HANSON, CURTIS: LA Confidential
NO NICE PEOPLE – BUT CHARACTERS
It’s not your simplistic corrupt cops story: L.A.
Confidential is complex and smacks of a time when Hollywood
movies put character first, as director Curtis Hanson has done.
NICK RODDICK asks him how hard it was to sell that idea today.
And a few other questions . . .
Q. In your film, L.A. Confidential, characters seem to
reverse themselves, yet not on a good/bad axis.
A. Look, the heart of this movie for me - the reason that this
picture is by far the most personal that I’ve made - is that
I really care about the characters. Typically, as a director for
hire, you get the picture and then you do the best you can with
it. You know, you try and make the characters meaningful, not
only unto yourself, but to other people. This was not that kind
of situation. This was the movie where I took whatever
credibility I had earned by being lucky enough to have had a
couple of commercial successes and said, ‘OK, now I want to
do my thing and my thing is sort of the opposite of that:
it’s starting with characters that are interesting.’
That’s why it’s hard to sum up LA Confidential from a
plot point of view in one line, whereas The Hand That Rocks the
Cradle or The River Wild is very simple, because that’s what
the movie’s about.
Q. Well, I was going to ask you that: was there opposition
to doing something that can’t be summed up as a two-sentence
pitch?
A. There’s opposition in the sense that it’s harder
for people to get a handle on to want to make it. It’s hard
for them to get a handle on the confidence that they’ll know
how to sell it. As I say, I was able to push my chips into the
centre of the table and say, ‘OK, this is what I want to
do’. The fact that I had earned those stacks of chips sort
of made the opposition go away. Now, if the movie turns out to
not make any money, then there would be much greater opposition
next time. It’s more like, ‘Oh, OK, now let’s do
something that they want to do’.
Q. I am amazed by the fifties look of it. I’ve shown
people stills from it - I’ve got black and white stills here
- and they look like stills from a fifties movie, particularly
Kevin. The shape of the face somehow fits. Was that a very
difficult thing to achieve?

★ ★ ★ ★ ★ ★ ★

(WHAT TO DO):
A) Answer these questions using the interview with Curtis Hanson:
(i) Which two films does Hanson give as examples of movies that are very simple to sum up?
(ii) According to Hanson, what would happen next time if the film failed to make any money?
(iii) Who asks Hanson the questions?
B) Reproduce the passage of the Curtis Hanson interview starting with "Confidential is complex" and going on through "questions . . .".

(GIVEN INFORMATION):
★ ★ ★ ★ ★ ★ ★

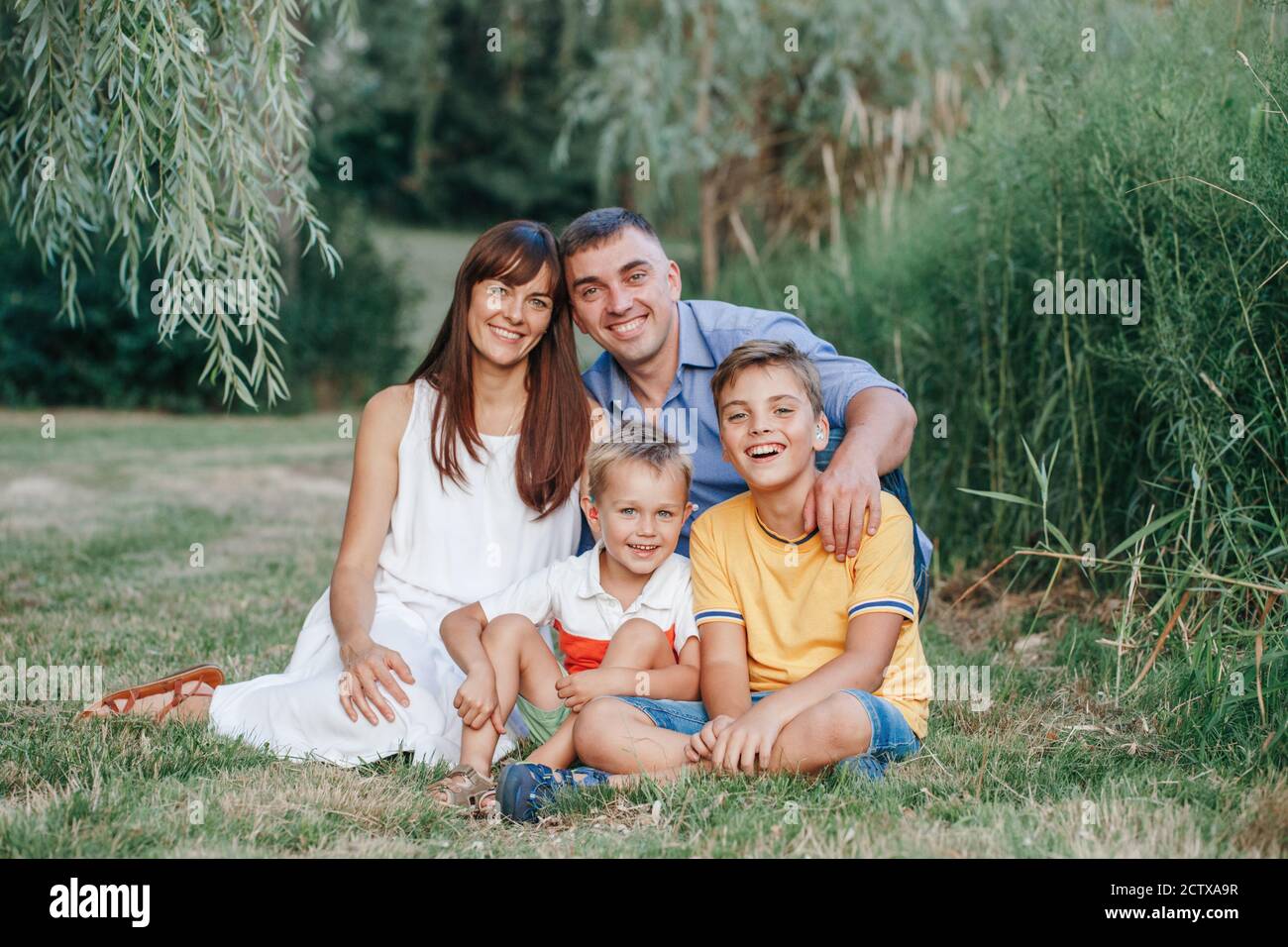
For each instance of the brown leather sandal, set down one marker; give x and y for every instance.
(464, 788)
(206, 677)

★ ★ ★ ★ ★ ★ ★

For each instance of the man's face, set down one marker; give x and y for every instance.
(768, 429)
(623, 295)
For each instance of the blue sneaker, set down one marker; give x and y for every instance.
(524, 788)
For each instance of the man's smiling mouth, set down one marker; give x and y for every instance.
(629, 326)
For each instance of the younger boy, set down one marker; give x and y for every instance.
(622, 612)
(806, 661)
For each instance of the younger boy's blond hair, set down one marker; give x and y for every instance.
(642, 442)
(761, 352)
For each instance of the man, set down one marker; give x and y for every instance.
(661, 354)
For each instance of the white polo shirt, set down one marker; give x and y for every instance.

★ ★ ★ ★ ★ ★ ★

(SET OF ANSWERS):
A)
(i) The Hand That Rocks the Cradle and The River Wild.
(ii) There would be much greater opposition.
(iii) Nick Roddick.

B)
Confidential is complex and smacks of a time when Hollywood
movies put character first, as director Curtis Hanson has done.
NICK RODDICK asks him how hard it was to sell that idea today.
And a few other questions . . .